## Exercise requirements
Return every entry exactly.

## Dataset extract
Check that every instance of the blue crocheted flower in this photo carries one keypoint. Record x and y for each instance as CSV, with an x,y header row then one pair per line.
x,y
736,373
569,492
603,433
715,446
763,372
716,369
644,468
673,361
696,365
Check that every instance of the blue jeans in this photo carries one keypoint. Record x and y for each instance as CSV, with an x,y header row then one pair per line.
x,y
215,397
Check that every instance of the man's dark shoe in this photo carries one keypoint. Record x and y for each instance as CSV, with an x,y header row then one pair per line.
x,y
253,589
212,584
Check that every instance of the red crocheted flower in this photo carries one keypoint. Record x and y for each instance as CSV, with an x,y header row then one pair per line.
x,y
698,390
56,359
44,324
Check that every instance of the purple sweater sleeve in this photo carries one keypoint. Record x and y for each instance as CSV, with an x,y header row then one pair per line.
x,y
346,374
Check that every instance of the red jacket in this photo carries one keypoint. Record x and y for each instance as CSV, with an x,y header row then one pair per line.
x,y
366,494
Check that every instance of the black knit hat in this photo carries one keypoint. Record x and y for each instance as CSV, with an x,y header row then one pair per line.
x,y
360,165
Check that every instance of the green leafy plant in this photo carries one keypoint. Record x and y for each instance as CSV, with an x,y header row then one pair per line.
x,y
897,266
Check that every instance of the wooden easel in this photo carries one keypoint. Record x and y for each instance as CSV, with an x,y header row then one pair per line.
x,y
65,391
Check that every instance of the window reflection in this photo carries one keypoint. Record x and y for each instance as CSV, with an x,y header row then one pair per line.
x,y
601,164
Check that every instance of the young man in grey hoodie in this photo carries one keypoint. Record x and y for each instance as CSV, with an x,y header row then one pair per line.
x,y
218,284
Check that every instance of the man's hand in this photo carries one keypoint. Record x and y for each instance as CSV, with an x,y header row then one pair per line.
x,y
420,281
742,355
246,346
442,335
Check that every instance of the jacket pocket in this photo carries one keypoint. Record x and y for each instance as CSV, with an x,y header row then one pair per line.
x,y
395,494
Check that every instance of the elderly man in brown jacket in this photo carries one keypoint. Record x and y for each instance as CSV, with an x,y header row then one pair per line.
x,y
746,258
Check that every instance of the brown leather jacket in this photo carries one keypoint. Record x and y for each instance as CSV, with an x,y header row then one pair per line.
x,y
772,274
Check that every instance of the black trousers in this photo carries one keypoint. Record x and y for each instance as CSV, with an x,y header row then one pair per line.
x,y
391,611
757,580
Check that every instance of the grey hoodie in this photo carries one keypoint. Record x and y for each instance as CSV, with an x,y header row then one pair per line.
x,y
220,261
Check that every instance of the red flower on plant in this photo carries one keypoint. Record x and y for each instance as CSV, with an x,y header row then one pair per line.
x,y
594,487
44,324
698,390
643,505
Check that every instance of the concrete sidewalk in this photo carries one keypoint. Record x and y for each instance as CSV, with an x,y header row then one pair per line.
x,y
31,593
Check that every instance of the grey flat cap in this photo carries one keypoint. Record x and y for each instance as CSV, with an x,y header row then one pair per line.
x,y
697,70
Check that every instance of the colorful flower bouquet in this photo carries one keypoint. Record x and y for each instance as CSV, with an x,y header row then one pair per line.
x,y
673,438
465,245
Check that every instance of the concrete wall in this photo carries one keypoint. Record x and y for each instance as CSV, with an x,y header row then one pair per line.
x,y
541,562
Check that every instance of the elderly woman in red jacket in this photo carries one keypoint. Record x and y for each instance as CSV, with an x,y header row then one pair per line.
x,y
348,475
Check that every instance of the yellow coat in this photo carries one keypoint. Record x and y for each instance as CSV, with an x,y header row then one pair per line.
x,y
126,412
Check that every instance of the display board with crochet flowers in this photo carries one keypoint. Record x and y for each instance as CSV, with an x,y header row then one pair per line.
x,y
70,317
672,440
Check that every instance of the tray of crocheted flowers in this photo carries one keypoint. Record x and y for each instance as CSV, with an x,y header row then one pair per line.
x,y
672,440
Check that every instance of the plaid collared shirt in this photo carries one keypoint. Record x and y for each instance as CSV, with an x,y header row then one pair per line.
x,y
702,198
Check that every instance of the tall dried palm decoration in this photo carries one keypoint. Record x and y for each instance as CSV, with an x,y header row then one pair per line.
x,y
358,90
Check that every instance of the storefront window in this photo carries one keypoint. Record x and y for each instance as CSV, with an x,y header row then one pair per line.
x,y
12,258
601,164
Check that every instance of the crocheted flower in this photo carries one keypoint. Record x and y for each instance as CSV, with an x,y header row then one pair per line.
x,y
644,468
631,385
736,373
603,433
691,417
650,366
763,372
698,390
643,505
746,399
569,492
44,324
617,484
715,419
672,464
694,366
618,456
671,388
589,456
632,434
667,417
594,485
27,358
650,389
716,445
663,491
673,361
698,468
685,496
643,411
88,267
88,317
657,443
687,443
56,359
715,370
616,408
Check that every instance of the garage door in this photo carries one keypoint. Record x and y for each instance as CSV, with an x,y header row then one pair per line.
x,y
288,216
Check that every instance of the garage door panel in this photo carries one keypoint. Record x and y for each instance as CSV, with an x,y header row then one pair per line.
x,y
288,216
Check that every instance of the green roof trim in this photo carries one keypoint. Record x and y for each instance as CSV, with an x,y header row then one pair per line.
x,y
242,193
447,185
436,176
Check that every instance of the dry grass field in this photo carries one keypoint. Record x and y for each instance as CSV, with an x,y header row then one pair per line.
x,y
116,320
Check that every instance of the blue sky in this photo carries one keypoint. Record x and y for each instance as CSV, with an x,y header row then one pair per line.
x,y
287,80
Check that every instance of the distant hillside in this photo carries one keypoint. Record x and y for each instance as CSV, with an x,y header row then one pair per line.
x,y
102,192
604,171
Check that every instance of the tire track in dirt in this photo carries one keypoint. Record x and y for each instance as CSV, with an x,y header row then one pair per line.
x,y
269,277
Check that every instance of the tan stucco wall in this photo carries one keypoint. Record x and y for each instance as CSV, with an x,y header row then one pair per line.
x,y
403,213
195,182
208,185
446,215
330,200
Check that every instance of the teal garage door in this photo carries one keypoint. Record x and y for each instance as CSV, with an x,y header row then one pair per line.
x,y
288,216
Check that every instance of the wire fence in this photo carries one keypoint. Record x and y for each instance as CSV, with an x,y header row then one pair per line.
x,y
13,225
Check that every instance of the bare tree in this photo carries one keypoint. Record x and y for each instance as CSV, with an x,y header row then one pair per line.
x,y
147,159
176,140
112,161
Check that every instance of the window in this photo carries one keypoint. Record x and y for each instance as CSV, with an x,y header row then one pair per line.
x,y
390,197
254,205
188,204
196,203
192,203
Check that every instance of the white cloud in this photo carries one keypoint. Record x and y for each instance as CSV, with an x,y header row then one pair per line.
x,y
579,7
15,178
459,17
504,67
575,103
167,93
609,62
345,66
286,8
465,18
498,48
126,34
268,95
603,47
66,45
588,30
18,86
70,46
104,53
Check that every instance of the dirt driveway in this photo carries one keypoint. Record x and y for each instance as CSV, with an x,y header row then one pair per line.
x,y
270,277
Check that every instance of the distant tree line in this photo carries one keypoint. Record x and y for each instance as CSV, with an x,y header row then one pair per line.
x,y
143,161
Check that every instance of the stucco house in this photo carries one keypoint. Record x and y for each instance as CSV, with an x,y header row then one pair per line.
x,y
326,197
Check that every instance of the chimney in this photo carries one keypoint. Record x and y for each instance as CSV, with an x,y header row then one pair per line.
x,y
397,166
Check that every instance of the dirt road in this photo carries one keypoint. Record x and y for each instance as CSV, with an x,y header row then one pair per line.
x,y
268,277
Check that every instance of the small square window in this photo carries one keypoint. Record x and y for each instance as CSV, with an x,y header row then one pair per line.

## Answer to this task
Check that every instance of the blue crocheted flower in this photo carries one keypoint. Record x and y for each instance as CSV, with an x,y header row then one pair per line.
x,y
736,373
569,492
603,433
715,446
763,372
716,369
644,468
673,361
696,365
Check that every instance of the blue jeans in this photo carries one keypoint. Record x and y for each instance as CSV, with an x,y header row then one pair per line.
x,y
215,397
Check that every instance of the man's dark shoe in this photo carries one keypoint. Record x and y for each instance as CSV, with an x,y header row then one pair per line.
x,y
253,589
212,584
Check that every instance of the red crocheted flower in this photo carries one keypoint. Record x and y for each instance as CSV, with an x,y header row then one pair per line.
x,y
698,390
56,359
44,324
Check that every instance of the purple sweater sleeve in this photo carries one keypoint. Record x and y for each instance as CSV, with an x,y header row then one pair per line.
x,y
346,374
Check that every instance of the red jacket in this photo carries one keypoint. Record x and y for each instance as CSV, with an x,y header row then one pair per line.
x,y
366,494
Check that every instance of the black knit hat in this photo carries one keypoint. Record x and y for each instance as CSV, with an x,y header row then one pair per line.
x,y
360,165
Check that every instance of the green leafy plant in this photo carries one keypoint. Record x and y for each instance as CSV, with an x,y header row then one pair per line.
x,y
897,266
Check that every instance of the wooden easel in this photo carries one keypoint. Record x and y for each instance as CSV, with an x,y header row then one pair per line.
x,y
65,391
Check that every instance of the window reflection in this photo carries one keypoint. Record x and y for each instance as CSV, with an x,y header row then one pair per line.
x,y
601,164
Check that every instance of the young man in grey hoodie in this photo carries one keypoint. Record x and y for each instance as CSV, with an x,y header row then one pair per line.
x,y
218,284
Check that every instance of the man's hand in this photo carries one keypoint. Record x and y for each instance as CSV, with an x,y header row then one pair per line.
x,y
420,281
742,355
246,346
442,335
Check that every instance of the jacket pocket in this photo carries one keypoint. Record x and y for each instance as CSV, with an x,y header row then one pair per line.
x,y
395,494
Check that every instance of the elderly man in brown jacket in this photo carries one keypoint. Record x and y for each instance as CSV, with an x,y header row then one pair per line.
x,y
746,258
Check that every instance of the brown leather jacket in this photo carries one keypoint. Record x and y for each instance as CSV, with an x,y header row then one pair per line.
x,y
772,274
Check that every instance of the black trousers in this photo carries one keypoint. Record x and y for each instance as CSV, with an x,y header row then one pair per line.
x,y
391,611
757,580
Check that every instance of the grey hoodie in this photo carries one keypoint. Record x and y for each instance as CSV, with an x,y header row then one pair per line.
x,y
220,261
Check that every instance of the red flower on plant in this photo carries one keypoint. Record x and y for each instance as CSV, with an x,y header row then one pair per line.
x,y
594,487
44,324
698,390
643,505
Check that every instance of the concrete sidewalk in this photo carries one keypoint. Record x and y for each instance as CSV, with an x,y header row then one pair per line.
x,y
31,593
Check that every instance of the grey flat cap in this photo carries one keypoint. Record x and y for each instance as CSV, with an x,y header row then one pair per line.
x,y
697,70
Check that every instance of the colorful flower bouquet in this photo carries one keypoint. Record x and y for each instance as CSV, with an x,y header row then one pair per line.
x,y
673,438
465,245
Check that every instance of the concrete wall in this photo carries one keypoint. Record x and y for each instance as CSV, with an x,y header row then one pair per line.
x,y
541,562
Check that every instance of the elderly woman in red jacket in this photo carries one keypoint. Record x and y for each instance as CSV, with an x,y header row then one pair per line.
x,y
348,475
Check that every instance of the yellow coat in this photo carries one keypoint. Record x and y for each instance as CSV, with an x,y header row then one pair per line.
x,y
126,412
Check that every instance of the display board with crochet flowers in this photo carries one keypoint. Record x and y for each instance as CSV, with an x,y header row then one pair per line.
x,y
70,317
672,440
Check that every instance of the tray of crocheted flowers in this photo carries one keypoint. Record x and y for each instance as CSV, with an x,y header row then one pair per line.
x,y
672,440
Check that every instance of the plaid collared shirt in this photo carries one keypoint. Record x and y for each instance as CSV, with an x,y header row then one pair per line.
x,y
702,198
Check that every instance of the tall dried palm decoration in this photo carries one keypoint. Record x and y for each instance as CSV, with an x,y header row then one pair per line.
x,y
358,90
Check that every instance of the storefront window in this photo carries one keypoint. Record x and y for each instance as CSV, with an x,y header row then one pair per line.
x,y
12,258
601,164
Check that every instance of the crocheted flower in this photo carries one keypoint. Record x and y for each instance as CSV, with an x,y header row then one pair per line.
x,y
644,468
631,385
736,373
603,433
691,417
650,366
763,372
698,390
643,505
746,399
569,492
44,324
617,484
715,419
672,464
694,366
618,456
671,388
589,456
632,434
667,417
594,485
27,358
650,389
716,445
663,491
673,361
698,468
685,496
643,411
88,267
88,317
657,443
687,443
56,359
715,370
616,408
Check that every instance of the garage door in this photo carries one keypoint. Record x and y for each instance as CSV, with an x,y header row then one pair per line.
x,y
288,216
Check that every instance of the garage door panel in this photo carries one keypoint. Record x and y for each instance as CSV, with an x,y header row then one pair per line.
x,y
288,216
Check that every instance of the green roof trim in this photo carries one keypoint. Record x and y for each instance as CSV, with an x,y header row then one pair per line.
x,y
242,193
447,185
436,176
Check that every instance of the dry grass field in this photo carries one keypoint. Record x and y for each instance as CSV, with an x,y header row then one pair per line.
x,y
116,320
Check that every instance of the blue sky in this photo carries one keypoint. Record x and y for each instance as CSV, with an x,y header row then one pair per line.
x,y
287,80
Check that every instance of the distant hillside in this photo carries one keypoint. Record x and y for each instance as CSV, with an x,y header row then one pair per line.
x,y
102,192
604,171
Check that every instance of the tire track in dirt in this photo carries one keypoint. Record x and y for each instance as CSV, with an x,y header row then one pair per line.
x,y
269,277
Check that every instance of the tan stucco wall in this photo carries one keypoint. Record x and y for each instance as CSV, with an x,y header row then one pair per line.
x,y
403,213
195,182
208,185
446,215
330,200
Check that every instance of the teal garage door in this photo carries one keypoint. Record x and y for each instance as CSV, with an x,y header row then one pair per line.
x,y
288,216
Check that every instance of the wire fence in this photo carries one keypoint. Record x and y for each instance as CSV, with an x,y header row then one pair per line.
x,y
13,225
Check that every instance of the bare tree in this photo carries one keypoint. Record x and y for each instance as CSV, with an x,y header row then one pair per line.
x,y
147,159
176,140
112,161
Check that every instance of the window in this photo carries one keypoint. Record x and y for each instance as CSV, with an x,y header row then one pair per line.
x,y
390,197
254,205
188,204
196,203
192,203
Check that every instance of the white cloud in this photo carries one keypoint. Record x and y for each instance as CSV, with an x,y header row then one pair per line.
x,y
579,7
15,178
459,17
504,67
575,103
167,93
609,62
345,66
286,8
465,18
498,48
126,34
268,95
603,47
66,45
588,30
18,86
70,46
104,53
Check that every instance of the dirt driveway in this photo carries one keypoint. Record x and y for each instance as CSV, with an x,y header row then one pair per line.
x,y
270,277
Check that every instance of the distant tree line in this photo carries one keypoint. Record x and y for each instance as CSV, with an x,y header row then one pair per line.
x,y
143,161
Check that every instance of the stucco house in this photo carries one keypoint. Record x and y for each instance as CSV, with an x,y header row then one pair per line.
x,y
326,197
Check that every instance of the chimney in this photo carries one keypoint. Record x and y for each instance as CSV, with an x,y header row then one pair per line.
x,y
397,166
Check that every instance of the dirt road in this photo carries one keypoint. Record x and y for each instance as CSV, with an x,y header row then one pair per line.
x,y
268,277
Check that every instance of the small square window in this photo carries one keypoint. Record x and y for each instance as CSV, with an x,y header row then one pair per line.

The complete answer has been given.